▶ **指示**:
設備投資に関する本文のうち、「今回の調査結果について、日本」から「観測調査からもうかがえます。」までを両端を含めて、「積極的」を「前向き」に入れ替えて書き出してください。
::: 本文 :::
この調査は、日本政策投資銀行がことし6月、資本金10億円以上の大企業、3146社を対象に行い、66%に当たる2077社から回答を得ました。

それによりますと、大企業が今年度国内で計画している設備投資の金額は、昨年度の実績を10.9%上回り、5年連続の増加が見込まれるとしています。業種別に見ますと、製造業が14.5%の増加で、自動車メーカーが環境や安全に関する最新技術を導入するための投資や、化学メーカーや薬品メーカーが新素材や医薬品の研究開発投資を増やす計画です。一方、非製造業は8.8%の増加で、不動産会社が東京オリンピック・パラリンピックを見据えて、ホテルや商業施設への投資を増やす計画です。

今回の調査結果について、日本政策投資銀行の竹ケ原啓介産業調査部長は「イギリスがEU=ヨーロッパ連合からの離脱を決め、世界経済の先行きが不透明さを増すなかでも、企業の成長分野への投資姿勢は積極的なことがうかがえる。ただ、円高が続いて企業の業績が圧迫されれば、投資計画が下方修正されるおそれもある」と話しています。

設備投資の堅調さ 短観でも

大企業の設備投資への姿勢が堅調なことは、先月発表された日銀の短観=企業短期経済観測調査からもうかがえます。

短観によりますと、大企業が今年度国内で計画している設備投資の金額は、昨年度の実績と比べて、製造業が12.8%、非製造業が2.7%、それぞれ増加する見通しで、大企業全体では6.2%増える見通しとなっています。業種別にみますと、化学が17.6%の増加、電気機械が14.6%の増加となっています。

この短観は、調査時期の関係から、イギリスがEU=ヨーロッパ連合からの離脱を決めたことや、その後の円高はほとんど反映されていませんが、日銀は「企業の設備投資は、金融緩和の効果もあって増加基調を続ける」という見通しを今も示しています。
::: データ抜粋 :::
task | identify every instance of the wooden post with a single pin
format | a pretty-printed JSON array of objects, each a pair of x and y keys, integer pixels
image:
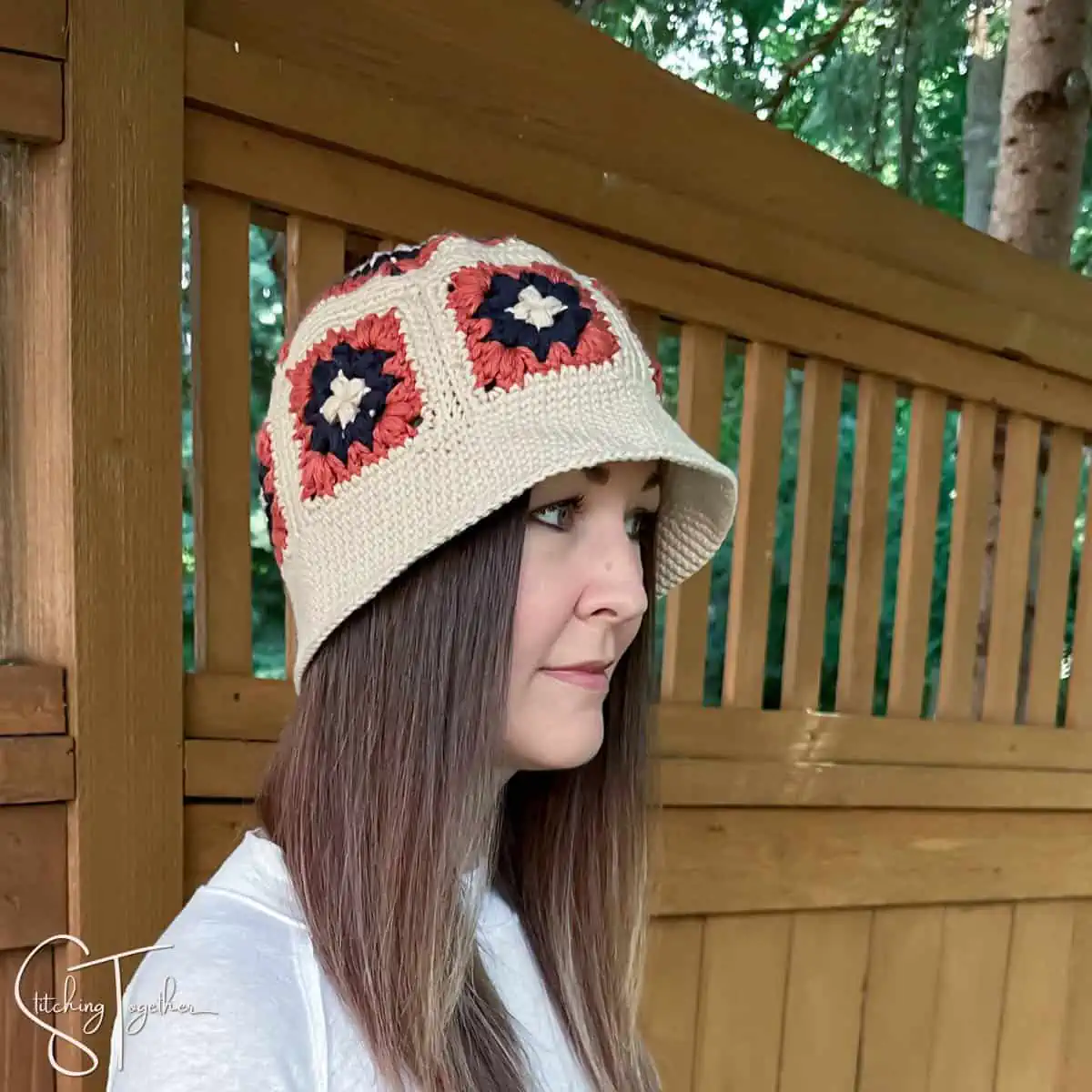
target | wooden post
[{"x": 93, "y": 485}]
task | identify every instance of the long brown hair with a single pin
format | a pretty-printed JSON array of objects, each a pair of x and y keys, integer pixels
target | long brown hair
[{"x": 383, "y": 797}]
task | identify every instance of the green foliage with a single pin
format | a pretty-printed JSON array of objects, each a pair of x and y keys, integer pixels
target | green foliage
[{"x": 887, "y": 96}]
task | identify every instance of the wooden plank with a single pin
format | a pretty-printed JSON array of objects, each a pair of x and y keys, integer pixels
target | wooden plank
[
  {"x": 817, "y": 469},
  {"x": 756, "y": 522},
  {"x": 1077, "y": 1047},
  {"x": 38, "y": 27},
  {"x": 745, "y": 971},
  {"x": 32, "y": 98},
  {"x": 36, "y": 770},
  {"x": 298, "y": 177},
  {"x": 900, "y": 1008},
  {"x": 864, "y": 573},
  {"x": 924, "y": 457},
  {"x": 1079, "y": 698},
  {"x": 686, "y": 622},
  {"x": 33, "y": 874},
  {"x": 410, "y": 97},
  {"x": 789, "y": 736},
  {"x": 225, "y": 768},
  {"x": 970, "y": 992},
  {"x": 236, "y": 707},
  {"x": 223, "y": 485},
  {"x": 1055, "y": 562},
  {"x": 25, "y": 1046},
  {"x": 316, "y": 261},
  {"x": 98, "y": 565},
  {"x": 32, "y": 700},
  {"x": 1010, "y": 571},
  {"x": 824, "y": 1002},
  {"x": 212, "y": 833},
  {"x": 746, "y": 860},
  {"x": 670, "y": 996},
  {"x": 1033, "y": 1020},
  {"x": 715, "y": 784},
  {"x": 975, "y": 490}
]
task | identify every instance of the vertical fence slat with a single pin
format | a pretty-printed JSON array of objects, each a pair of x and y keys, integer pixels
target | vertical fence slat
[
  {"x": 975, "y": 480},
  {"x": 911, "y": 636},
  {"x": 864, "y": 572},
  {"x": 756, "y": 520},
  {"x": 745, "y": 966},
  {"x": 222, "y": 489},
  {"x": 316, "y": 260},
  {"x": 827, "y": 966},
  {"x": 669, "y": 1008},
  {"x": 817, "y": 469},
  {"x": 1079, "y": 699},
  {"x": 1036, "y": 992},
  {"x": 1010, "y": 571},
  {"x": 702, "y": 394},
  {"x": 1055, "y": 560},
  {"x": 901, "y": 1000},
  {"x": 648, "y": 323},
  {"x": 970, "y": 993}
]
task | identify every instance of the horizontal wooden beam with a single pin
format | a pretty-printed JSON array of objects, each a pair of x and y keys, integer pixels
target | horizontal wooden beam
[
  {"x": 227, "y": 769},
  {"x": 33, "y": 874},
  {"x": 694, "y": 732},
  {"x": 236, "y": 707},
  {"x": 315, "y": 105},
  {"x": 718, "y": 784},
  {"x": 724, "y": 861},
  {"x": 35, "y": 26},
  {"x": 32, "y": 98},
  {"x": 692, "y": 143},
  {"x": 228, "y": 707},
  {"x": 32, "y": 700},
  {"x": 301, "y": 178},
  {"x": 211, "y": 833},
  {"x": 37, "y": 769}
]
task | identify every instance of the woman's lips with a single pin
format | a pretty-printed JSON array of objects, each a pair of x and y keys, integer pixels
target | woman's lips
[{"x": 588, "y": 680}]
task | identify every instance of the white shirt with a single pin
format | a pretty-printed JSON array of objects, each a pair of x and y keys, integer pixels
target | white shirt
[{"x": 249, "y": 1008}]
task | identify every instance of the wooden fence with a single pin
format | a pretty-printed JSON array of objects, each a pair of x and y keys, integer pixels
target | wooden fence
[{"x": 844, "y": 901}]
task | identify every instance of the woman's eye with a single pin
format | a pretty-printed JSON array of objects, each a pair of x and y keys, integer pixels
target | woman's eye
[
  {"x": 557, "y": 516},
  {"x": 636, "y": 523}
]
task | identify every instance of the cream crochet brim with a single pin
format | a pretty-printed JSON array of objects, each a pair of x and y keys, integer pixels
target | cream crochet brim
[{"x": 476, "y": 451}]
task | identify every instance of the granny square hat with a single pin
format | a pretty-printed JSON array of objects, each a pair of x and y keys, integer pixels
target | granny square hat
[{"x": 436, "y": 383}]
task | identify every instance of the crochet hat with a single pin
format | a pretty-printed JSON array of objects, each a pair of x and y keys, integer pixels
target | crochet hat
[{"x": 436, "y": 383}]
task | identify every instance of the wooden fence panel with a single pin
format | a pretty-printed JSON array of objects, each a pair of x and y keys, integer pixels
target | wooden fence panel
[
  {"x": 1010, "y": 571},
  {"x": 756, "y": 520},
  {"x": 915, "y": 554},
  {"x": 806, "y": 621},
  {"x": 1055, "y": 561},
  {"x": 975, "y": 484},
  {"x": 222, "y": 434},
  {"x": 864, "y": 574},
  {"x": 702, "y": 394}
]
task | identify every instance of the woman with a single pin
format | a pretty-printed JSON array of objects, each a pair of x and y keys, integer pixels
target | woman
[{"x": 473, "y": 494}]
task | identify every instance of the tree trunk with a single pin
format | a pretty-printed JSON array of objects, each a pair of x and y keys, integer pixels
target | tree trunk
[
  {"x": 1046, "y": 108},
  {"x": 909, "y": 91},
  {"x": 982, "y": 123}
]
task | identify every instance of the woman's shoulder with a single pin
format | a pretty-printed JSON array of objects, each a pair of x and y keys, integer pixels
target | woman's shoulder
[{"x": 224, "y": 998}]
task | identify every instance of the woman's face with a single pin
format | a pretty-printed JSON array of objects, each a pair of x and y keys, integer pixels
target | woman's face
[{"x": 580, "y": 604}]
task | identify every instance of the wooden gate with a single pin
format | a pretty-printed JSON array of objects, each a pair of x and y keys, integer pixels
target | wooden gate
[{"x": 844, "y": 900}]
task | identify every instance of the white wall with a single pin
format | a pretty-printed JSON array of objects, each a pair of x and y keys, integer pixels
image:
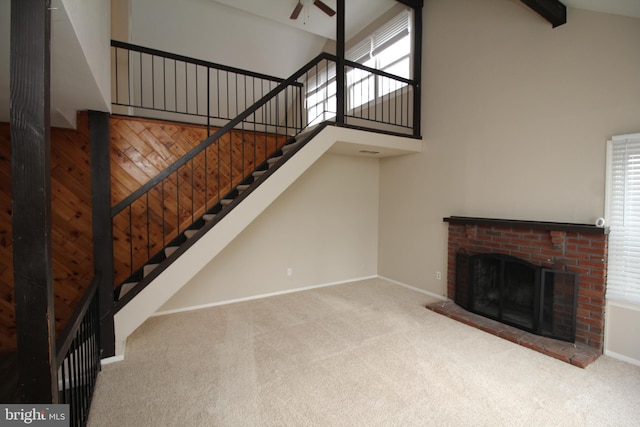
:::
▶ **回答**:
今回の調査結果について、日本政策投資銀行の竹ケ原啓介産業調査部長は「イギリスがEU=ヨーロッパ連合からの離脱を決め、世界経済の先行きが不透明さを増すなかでも、企業の成長分野への投資姿勢は前向きなことがうかがえる。ただ、円高が続いて企業の業績が圧迫されれば、投資計画が下方修正されるおそれもある」と話しています。

設備投資の堅調さ 短観でも

大企業の設備投資への姿勢が堅調なことは、先月発表された日銀の短観=企業短期経済観測調査からもうかがえます。